» **AIM**
Write out every entry exactly as given, but omit the pictures.

» **SOURCE MATERIAL**
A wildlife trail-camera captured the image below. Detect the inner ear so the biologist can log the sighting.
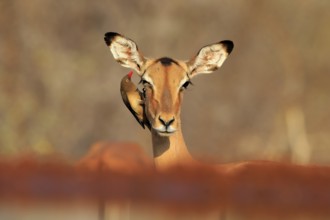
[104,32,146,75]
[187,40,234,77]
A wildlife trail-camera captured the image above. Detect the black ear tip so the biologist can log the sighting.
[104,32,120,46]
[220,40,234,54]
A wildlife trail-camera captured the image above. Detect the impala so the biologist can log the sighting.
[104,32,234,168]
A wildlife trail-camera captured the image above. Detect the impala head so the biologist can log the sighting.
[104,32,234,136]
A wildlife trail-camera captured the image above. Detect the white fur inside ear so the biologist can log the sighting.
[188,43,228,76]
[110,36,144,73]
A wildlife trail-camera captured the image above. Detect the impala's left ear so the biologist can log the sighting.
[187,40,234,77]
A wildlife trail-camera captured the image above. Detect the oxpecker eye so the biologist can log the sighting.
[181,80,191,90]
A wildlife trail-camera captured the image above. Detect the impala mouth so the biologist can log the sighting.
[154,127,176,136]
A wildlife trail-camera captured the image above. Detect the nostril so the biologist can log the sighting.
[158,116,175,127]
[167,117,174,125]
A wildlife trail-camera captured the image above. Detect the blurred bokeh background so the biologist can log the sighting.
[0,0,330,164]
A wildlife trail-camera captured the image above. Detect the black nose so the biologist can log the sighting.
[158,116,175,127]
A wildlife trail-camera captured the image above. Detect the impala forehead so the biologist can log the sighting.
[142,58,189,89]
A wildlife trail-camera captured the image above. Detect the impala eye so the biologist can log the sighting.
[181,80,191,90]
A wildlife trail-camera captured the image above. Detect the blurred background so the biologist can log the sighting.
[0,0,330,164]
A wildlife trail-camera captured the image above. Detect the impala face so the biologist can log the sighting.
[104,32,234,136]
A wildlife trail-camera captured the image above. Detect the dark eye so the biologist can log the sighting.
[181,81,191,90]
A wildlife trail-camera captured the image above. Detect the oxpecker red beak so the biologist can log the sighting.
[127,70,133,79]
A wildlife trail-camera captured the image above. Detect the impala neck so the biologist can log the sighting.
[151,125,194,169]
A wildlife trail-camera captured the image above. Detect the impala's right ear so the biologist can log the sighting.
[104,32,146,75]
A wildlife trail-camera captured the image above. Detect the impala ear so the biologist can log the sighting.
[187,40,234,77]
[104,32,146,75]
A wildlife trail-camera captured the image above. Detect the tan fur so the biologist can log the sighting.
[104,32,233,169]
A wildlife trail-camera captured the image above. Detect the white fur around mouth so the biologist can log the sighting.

» **WRITTEN ANSWER**
A wildlife trail-camera captured the image below. Detect the inner ear so the biologist can log the sighting.
[104,32,146,75]
[187,40,234,77]
A wildlife trail-camera captured the image above. Detect the black ear tip so the biologist can log the sighting.
[104,32,120,46]
[220,40,234,54]
A wildlife trail-camera captured the image above. Detect the impala so the biologist can log the sighting.
[104,32,234,168]
A wildlife trail-camera captured the image above. Detect the impala head so the biologist can log the sighting.
[104,32,234,136]
A wildlife trail-camera captured the image above. Detect the white fur inside ear so the biologist can log the sighting.
[188,43,228,76]
[110,36,144,73]
A wildlife trail-camera captured the image above. Detect the impala's left ear so the biologist can log the sighting.
[187,40,234,77]
A wildlife trail-camera captured the image above. Detect the oxpecker eye so the biologist can log the sighting.
[181,80,191,90]
A wildlife trail-camera captured the image above. Detect the impala mouth so the biologist can log the sighting.
[154,127,176,136]
A wildlife trail-camera captured the image above. Detect the nostril so the biologist can log the sighting.
[158,116,175,127]
[167,117,174,125]
A wildlife trail-camera captured the image above. Detect the blurred bokeh background so the biologist can log the sighting.
[0,0,330,164]
A wildlife trail-camera captured the image above. Detect the black nose so the biologist can log the sighting.
[158,116,175,127]
A wildlife trail-camera captured the image above. Detect the impala forehead so the biologist can log the sighting.
[142,58,189,89]
A wildlife trail-camera captured the image above. Detect the impala eye so the biologist can log the sighting.
[181,80,191,90]
A wildlife trail-camera captured the image above. Detect the blurred background so the biologist can log the sighting.
[0,0,330,164]
A wildlife trail-camera captured the image above. Detect the impala face so the biologist can log the sighting.
[104,32,234,136]
A wildlife trail-camera captured the image above. Detect the dark eye so the biologist can log the sighting.
[181,81,191,90]
A wildlife trail-camera captured the image above. Detect the oxpecker red beak so the biologist can log the sighting.
[127,70,133,79]
A wildlife trail-camera captured the image above. Detect the impala neck so the biologist can log the sighting.
[151,125,194,169]
A wildlife trail-camera captured the image above. Detect the impala's right ear so the biologist can log the sighting.
[104,32,146,75]
A wildlife trail-camera captured the image above. Detect the impala ear so the biologist can log the sighting.
[187,40,234,77]
[104,32,146,75]
A wildlife trail-camera captured the image above. Detect the tan fur so the biologist can log the sighting.
[104,32,233,169]
A wildlife trail-camera captured the image above. Detect the white fur around mouth so the biologist can log the sighting.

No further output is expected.